NT27SW 97 22009 70738 (from 2195 7068 to 2207 7079)

For adjacent and parallel railway viaduct, see NT27SW 100.

Crossing the Water of Leith, this aqueduct runs parallel to the Lanark Road. Eight arches with battered piers. Built 1818-22 and designed by Hugh Baird, but modelled on Thomas Telford's aqueduct at Chirk on the Ellesmere Canal.
J Lindsay 1968; J Gifford, C McWilliam and D Walker 1984; G Hutton 1993a.

This aqueduct is a magnificent, though simple and elegant, structure, based by its engineer, Baird, on aqueducts on the Ellesmere Canal in England and on consultations with Thomas Telford as regards design.
G Hutton 1993.

This eight-arched aqueduct is 500 feet long and stands 75 feet above the Water of Leith. With the waterway passing through an iron trough, it constitutes the most spectacular canal structure insite the city bounds, although it is now somewhat hemmed in to the S by the busy Slateford Road and to the N by a lower arched railway bridge.

* **Objective A**:
From the aqueduct text, extract the passage that begins at the words "J Lindsay 1968;" and ends after the words "G Hutton 1993.".
* **Objective B**:
Convert the lines of the records, starting at the line that contains "task | place a point on the rocky" and ending after the line that contains "x=77, y=230", into a JSON list of strings with one string per line. Skip blank lines.
The aqueduct text and the records have no connection to each other.

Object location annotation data
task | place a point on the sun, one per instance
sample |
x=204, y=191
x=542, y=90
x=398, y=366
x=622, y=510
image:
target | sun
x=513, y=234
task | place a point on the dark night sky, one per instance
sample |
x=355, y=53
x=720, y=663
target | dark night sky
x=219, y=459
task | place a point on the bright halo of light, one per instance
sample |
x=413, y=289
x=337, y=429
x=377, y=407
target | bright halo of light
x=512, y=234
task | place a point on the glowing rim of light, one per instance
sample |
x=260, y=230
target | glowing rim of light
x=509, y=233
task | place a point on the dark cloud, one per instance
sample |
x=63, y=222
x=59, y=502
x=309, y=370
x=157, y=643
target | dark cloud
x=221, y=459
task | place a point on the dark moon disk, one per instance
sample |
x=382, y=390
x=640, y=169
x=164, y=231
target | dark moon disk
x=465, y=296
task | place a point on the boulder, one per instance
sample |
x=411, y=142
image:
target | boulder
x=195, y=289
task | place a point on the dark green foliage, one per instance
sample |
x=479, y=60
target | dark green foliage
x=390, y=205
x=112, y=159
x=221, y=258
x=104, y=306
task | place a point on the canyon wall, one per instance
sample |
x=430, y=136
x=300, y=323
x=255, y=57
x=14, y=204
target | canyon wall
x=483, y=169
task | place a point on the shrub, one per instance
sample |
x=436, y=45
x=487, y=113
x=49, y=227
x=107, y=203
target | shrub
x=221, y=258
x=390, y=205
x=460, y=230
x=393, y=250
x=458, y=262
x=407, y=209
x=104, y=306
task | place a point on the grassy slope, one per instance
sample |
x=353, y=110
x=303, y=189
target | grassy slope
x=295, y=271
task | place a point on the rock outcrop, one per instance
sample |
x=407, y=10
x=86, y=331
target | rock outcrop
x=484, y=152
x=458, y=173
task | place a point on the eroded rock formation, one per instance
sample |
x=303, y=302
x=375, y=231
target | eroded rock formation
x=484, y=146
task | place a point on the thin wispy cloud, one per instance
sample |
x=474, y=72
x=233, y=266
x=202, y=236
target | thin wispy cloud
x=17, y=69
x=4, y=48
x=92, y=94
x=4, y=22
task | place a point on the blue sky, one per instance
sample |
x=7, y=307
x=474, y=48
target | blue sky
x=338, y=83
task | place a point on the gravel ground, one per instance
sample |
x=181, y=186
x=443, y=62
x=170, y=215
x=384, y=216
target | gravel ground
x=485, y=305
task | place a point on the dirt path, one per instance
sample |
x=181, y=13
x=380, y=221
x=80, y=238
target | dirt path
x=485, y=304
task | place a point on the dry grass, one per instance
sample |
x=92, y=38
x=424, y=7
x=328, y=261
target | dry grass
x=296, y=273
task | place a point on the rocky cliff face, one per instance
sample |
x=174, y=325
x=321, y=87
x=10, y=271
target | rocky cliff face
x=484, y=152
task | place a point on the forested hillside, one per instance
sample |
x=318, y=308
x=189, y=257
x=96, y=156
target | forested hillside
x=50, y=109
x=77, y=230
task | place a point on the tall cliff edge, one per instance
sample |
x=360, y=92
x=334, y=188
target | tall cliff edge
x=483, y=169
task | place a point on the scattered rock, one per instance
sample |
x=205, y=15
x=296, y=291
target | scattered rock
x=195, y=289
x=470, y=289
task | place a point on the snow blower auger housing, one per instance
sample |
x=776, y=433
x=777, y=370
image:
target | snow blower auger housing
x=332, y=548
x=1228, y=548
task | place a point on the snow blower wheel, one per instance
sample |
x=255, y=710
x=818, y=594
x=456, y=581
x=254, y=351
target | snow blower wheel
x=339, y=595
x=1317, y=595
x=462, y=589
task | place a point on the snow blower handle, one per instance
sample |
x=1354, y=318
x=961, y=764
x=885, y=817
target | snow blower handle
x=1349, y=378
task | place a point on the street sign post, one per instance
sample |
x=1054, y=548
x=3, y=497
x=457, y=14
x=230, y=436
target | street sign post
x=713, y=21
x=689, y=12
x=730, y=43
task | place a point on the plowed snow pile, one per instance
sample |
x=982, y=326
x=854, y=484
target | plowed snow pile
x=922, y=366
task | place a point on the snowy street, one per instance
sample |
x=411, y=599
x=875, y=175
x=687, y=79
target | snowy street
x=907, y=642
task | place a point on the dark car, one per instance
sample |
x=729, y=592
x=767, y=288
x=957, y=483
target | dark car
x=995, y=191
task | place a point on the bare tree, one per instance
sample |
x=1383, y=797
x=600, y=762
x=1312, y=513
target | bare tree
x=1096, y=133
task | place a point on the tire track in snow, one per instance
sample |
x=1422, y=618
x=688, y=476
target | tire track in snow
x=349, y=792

* **Task solution A**:
J Lindsay 1968; J Gifford, C McWilliam and D Walker 1984; G Hutton 1993a.

This aqueduct is a magnificent, though simple and elegant, structure, based by its engineer, Baird, on aqueducts on the Ellesmere Canal in England and on consultations with Thomas Telford as regards design.
G Hutton 1993.

* **Task solution B**:
[
  "task | place a point on the rocky cliff face, one per instance",
  "sample |",
  "x=174, y=325",
  "x=321, y=87",
  "x=10, y=271",
  "target | rocky cliff face",
  "x=484, y=152",
  "task | place a point on the forested hillside, one per instance",
  "sample |",
  "x=318, y=308",
  "x=189, y=257",
  "x=96, y=156",
  "target | forested hillside",
  "x=50, y=109",
  "x=77, y=230"
]